### Texto extraído
O contabilista diz que enxerga tudo como os outros apesar do pescoço ser virado.
Devido a um problema
genético, Cláudio Vieira de Oliveira, 37, de Monte Santo (BA), nasceu
com o pescoço envergado para trás --mas enxerga como as pessoas
comuns. Depois de aprender a ler e a escrever usando um lápis na boca,
formou-se em contabilidade e hoje é suplente de diretor fiscal do
Sindicato dos Contabilistas da Bahia. Seu principal trabalho, no
entanto, é ministrar palestras motivacionais.
Nasci em casa, de parto
normal, em Monte Santo, cidade do sertão da Bahia que foi quartel
general do Exército durante a Guerra de Canudos, em 1897.
O parto foi muito
difícil e quase custou a vida de minha mãe. Minha avó, parteira, tentou
fazer o parto, mas não conseguiu porque eu estava numa posição difícil.
Foi quando apareceu um
estudante de medicina, José Valdo Barreto, que conseguiu me trazer ao
mundo. Minha mãe desmaiou após o parto. Zé Valdo quase desmaiou. Nasci
com braços e pernas atrofiados, acharam que eu não ia vingar e me
levaram às pressas para batizar. Houve quem incentivasse meus pais a não
me alimentar. Achavam que, além de dar muito trabalho, eu acabaria
vegetando.
Comecei a me interessar
pelos estudos aos seis anos, ao observar meus irmãos fazendo atividades
escolares. Pedi à minha mãe que me colocasse na escola, mas ela se
esquivava, pois tinha medo da reação dos alunos.
Como persisti, ela
procurou uma pessoa para me dar aula particular. Assim, aprendi o
alfabeto e comecei a formar as primeiras palavras, tudo com a boca.
Estudei e me formei em contabilidade em 2004. Na escola e na faculdade, sempre tive o apoio de todos.
Por ficar com a cabeça
para baixo quando estou em pé, muitas pessoas acham que vejo tudo de
cabeça para baixo, mas não é assim. Vejo como as pessoas normais.
Em casa, leio revistas,
livros e assisto TV, deitado ou em pé. Com uma caneta na boca, digito no
computador. Me alimento sozinho, minha comida fica num prato e como só
com a boca, sem talheres; bebo líquido também sozinho, com um canudo.
Ando com um sapato
especial, feito no hospital da Rede Sarah em Salvador, onde aprendi a me
adaptar e fazer minhas tarefas sozinho.

### Exercícios a resolver
**A.** Segundo o texto sobre Cláudio Vieira de Oliveira, em que ano ele se formou em contabilidade?
**B.** Prossiga o texto sobre Cláudio Vieira de Oliveira a partir da última frase apresentada.
Os registros não têm relação com o texto sobre Cláudio Vieira de Oliveira.

### Dados
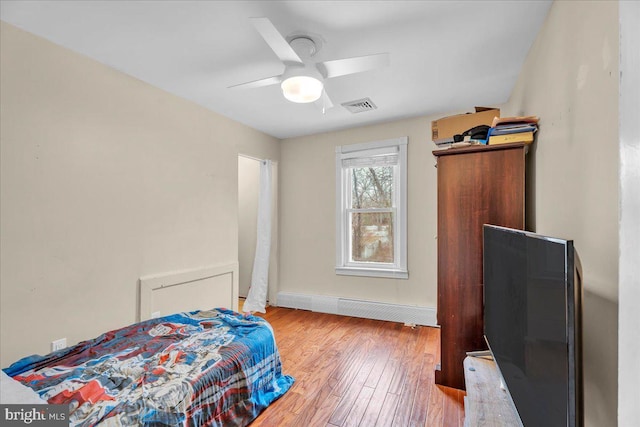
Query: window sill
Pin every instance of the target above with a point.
(372, 272)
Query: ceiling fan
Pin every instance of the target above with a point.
(303, 80)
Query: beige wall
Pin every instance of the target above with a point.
(104, 179)
(570, 80)
(307, 217)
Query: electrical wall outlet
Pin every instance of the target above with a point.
(58, 344)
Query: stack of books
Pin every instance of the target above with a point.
(507, 130)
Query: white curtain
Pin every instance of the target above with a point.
(257, 297)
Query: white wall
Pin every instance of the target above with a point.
(570, 80)
(104, 179)
(307, 218)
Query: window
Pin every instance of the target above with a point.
(371, 218)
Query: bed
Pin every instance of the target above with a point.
(198, 368)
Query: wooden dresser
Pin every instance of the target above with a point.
(476, 185)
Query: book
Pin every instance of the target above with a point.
(511, 137)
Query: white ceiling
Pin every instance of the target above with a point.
(445, 55)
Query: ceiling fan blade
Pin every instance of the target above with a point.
(275, 41)
(258, 83)
(342, 67)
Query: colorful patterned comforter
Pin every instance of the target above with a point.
(203, 368)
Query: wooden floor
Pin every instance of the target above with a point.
(358, 372)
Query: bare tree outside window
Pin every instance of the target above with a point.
(372, 214)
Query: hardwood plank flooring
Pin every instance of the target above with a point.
(358, 372)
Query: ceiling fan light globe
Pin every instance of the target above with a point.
(302, 89)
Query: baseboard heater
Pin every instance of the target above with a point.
(408, 314)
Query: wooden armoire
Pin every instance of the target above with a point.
(481, 184)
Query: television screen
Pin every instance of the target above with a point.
(532, 312)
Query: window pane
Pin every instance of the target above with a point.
(371, 187)
(372, 237)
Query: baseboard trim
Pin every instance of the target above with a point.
(408, 314)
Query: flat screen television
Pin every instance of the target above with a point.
(533, 323)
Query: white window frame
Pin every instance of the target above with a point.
(344, 266)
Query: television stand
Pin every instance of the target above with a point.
(486, 402)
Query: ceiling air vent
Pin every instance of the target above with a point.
(360, 105)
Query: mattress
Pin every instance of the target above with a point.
(213, 368)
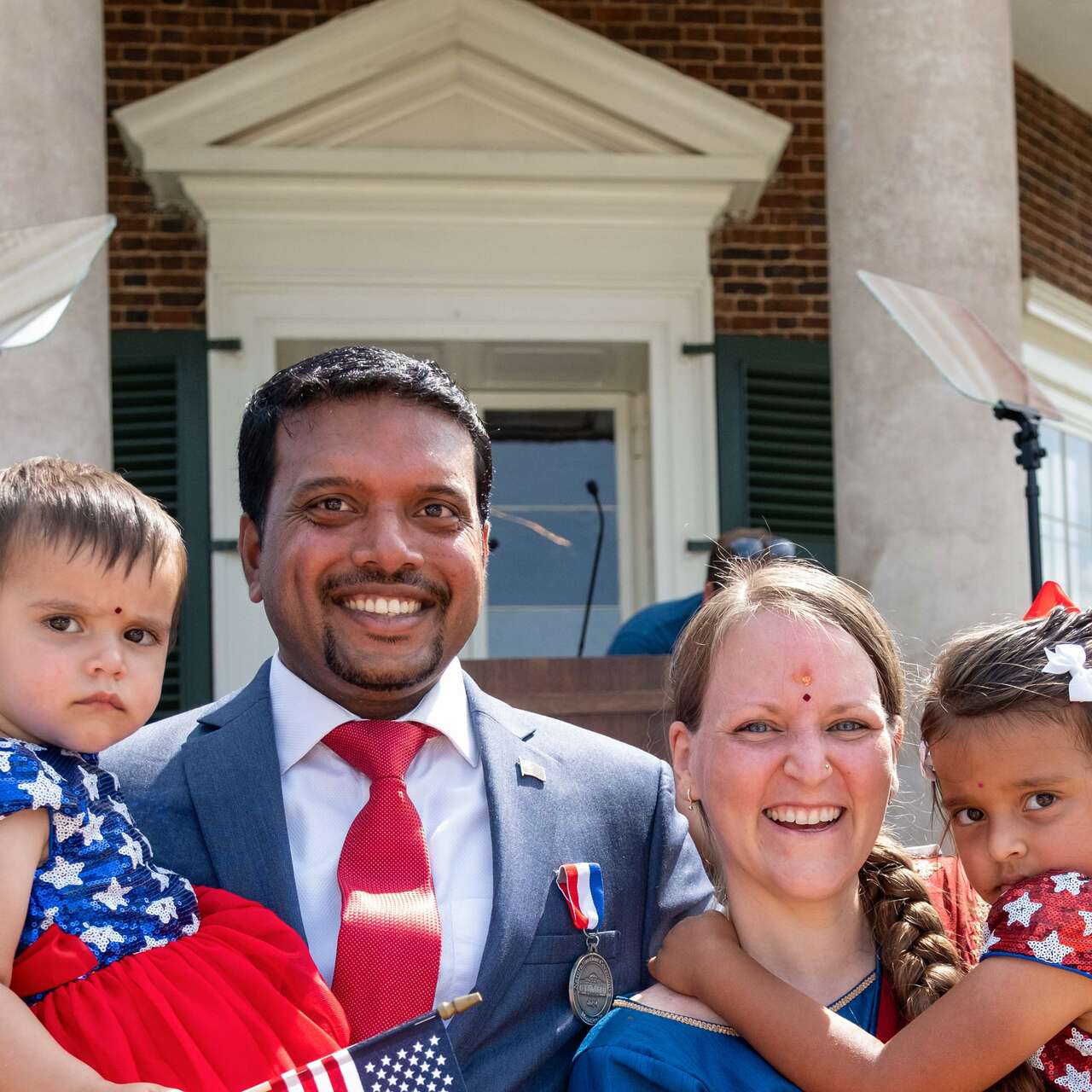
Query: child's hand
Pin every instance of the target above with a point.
(691, 949)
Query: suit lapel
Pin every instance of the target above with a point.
(234, 776)
(522, 816)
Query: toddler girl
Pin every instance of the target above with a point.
(115, 972)
(1007, 738)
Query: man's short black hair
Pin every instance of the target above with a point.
(341, 375)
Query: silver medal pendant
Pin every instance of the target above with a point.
(591, 984)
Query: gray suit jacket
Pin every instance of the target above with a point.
(206, 788)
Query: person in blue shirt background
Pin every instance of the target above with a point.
(654, 630)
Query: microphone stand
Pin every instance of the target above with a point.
(1031, 459)
(593, 488)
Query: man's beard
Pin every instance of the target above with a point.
(378, 679)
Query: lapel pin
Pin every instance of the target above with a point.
(531, 769)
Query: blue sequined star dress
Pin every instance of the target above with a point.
(135, 971)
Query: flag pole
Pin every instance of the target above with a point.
(444, 1010)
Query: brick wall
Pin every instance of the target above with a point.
(770, 273)
(1054, 148)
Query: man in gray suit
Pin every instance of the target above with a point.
(365, 480)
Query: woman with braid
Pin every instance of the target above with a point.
(1007, 741)
(787, 699)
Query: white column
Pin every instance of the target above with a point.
(53, 166)
(921, 186)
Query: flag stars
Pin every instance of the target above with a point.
(132, 850)
(101, 937)
(1051, 950)
(63, 874)
(65, 827)
(1076, 1080)
(1071, 882)
(90, 783)
(165, 909)
(44, 792)
(113, 896)
(1021, 909)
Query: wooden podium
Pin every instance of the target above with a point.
(623, 697)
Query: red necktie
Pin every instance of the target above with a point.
(389, 944)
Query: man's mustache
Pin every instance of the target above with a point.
(406, 578)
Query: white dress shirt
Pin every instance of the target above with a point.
(322, 795)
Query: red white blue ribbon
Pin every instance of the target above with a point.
(582, 887)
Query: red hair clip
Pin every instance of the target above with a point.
(1049, 596)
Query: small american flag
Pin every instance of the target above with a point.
(414, 1057)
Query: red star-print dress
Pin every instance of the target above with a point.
(1048, 920)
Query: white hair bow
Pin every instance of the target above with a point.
(926, 760)
(1069, 659)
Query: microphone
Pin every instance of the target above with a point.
(593, 487)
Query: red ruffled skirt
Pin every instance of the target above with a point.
(237, 1003)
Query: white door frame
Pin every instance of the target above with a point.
(662, 315)
(635, 545)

### Respostas dos exercícios
**A.** Em 2004.

**B.**
Dependo de outras
pessoas para ir ao banheiro e na hora de sair, quando tenho de ser
conduzido pelos braços. Mas a cada dia adquiro peso e vai ficando mais
difícil sair.
Na minha casa, todos se dividem para me ajudar, não faltam voluntários.
Em 2000, tive uma das
maiores emoções da minha vida: conheci o papa João Paulo 2º. Um
amigo escreveu para o Vaticano relatando minha história e fui para Roma
com ajuda de amigos e familiares. Encontrei o papa na praça São Pedro.
Ele me deu um terço, disse que ia orar por mim e me deu a bênção.
Neste ano, tive outra
grande emoção, na Jornada Mundial da Juventude, quando conheci o papa
Francisco. Depois de muita dificuldade para passar, fiquei com outras
pessoas esperando ele ir em direção ao hospital.
Eu e meus amigos
gritamos para ele, que chegou até mim, me abraçou e fez o sinal da cruz
na minha testa. "Sinta-se abençoado", falou.
Em 2009, conheci o Zico, meu ídolo, no Maracanã. Sou flamenguista.
Meu trabalho é dar
palestras motivacionais em empresas. Acho que nasci designado a cumprir
uma missão: ser exemplo de perseverança e superação. Mostro que podemos
enfrentar todos os problemas e obstáculos. Temos que aceitar a vida e
vivê-la.
Gosto de sair com os
amigos, danço, namoro, viajo, faço tudo. Essa motivação é fruto de minha
família, que nunca me enxergou como um deficiente. Isso me fortalece.